## BEGIN

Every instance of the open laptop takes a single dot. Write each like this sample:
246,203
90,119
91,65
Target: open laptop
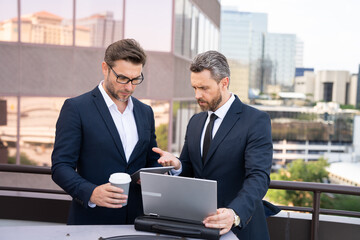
167,196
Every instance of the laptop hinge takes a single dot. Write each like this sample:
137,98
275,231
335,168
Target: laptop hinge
153,215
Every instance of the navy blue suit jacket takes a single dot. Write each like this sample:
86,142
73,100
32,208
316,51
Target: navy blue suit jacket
239,159
88,150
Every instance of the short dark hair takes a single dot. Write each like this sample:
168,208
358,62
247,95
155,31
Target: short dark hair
213,61
125,49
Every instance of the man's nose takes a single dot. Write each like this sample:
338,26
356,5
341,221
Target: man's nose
128,86
197,94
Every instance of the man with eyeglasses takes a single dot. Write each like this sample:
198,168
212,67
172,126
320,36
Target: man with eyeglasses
102,132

## END

Set out each line of the data above as a numbered list, dropping any blank lines and omitting the pictures.

1. Every instance of the open laptop takes a single dot. Write each like this sample:
2. 246,203
3. 90,119
4. 91,65
5. Target: open laptop
6. 167,196
7. Every instance of the laptop hinge takes a single dot. Write each like this sample:
8. 137,98
9. 275,231
10. 335,168
11. Target: laptop hinge
12. 153,215
13. Every instance of the navy blue suit jacket takes a single dot. Write each like this sample:
14. 86,142
15. 73,100
16. 32,208
17. 316,51
18. Target: navy blue suit jacket
19. 239,159
20. 88,150
21. Every instance of the short dark hair takes a single dot. Write each like this sample:
22. 168,208
23. 358,62
24. 247,95
25. 155,31
26. Target: short dark hair
27. 213,61
28. 125,49
29. Every instance of the man's nose takes a single dot. Write each like this sample:
30. 338,26
31. 356,5
32. 341,221
33. Target: man's nose
34. 128,86
35. 197,94
36. Every instance of the man with eyeglasses takes a single dot. Write each like this sample:
37. 198,168
38. 212,67
39. 172,126
40. 320,36
41. Target: man with eyeglasses
42. 102,132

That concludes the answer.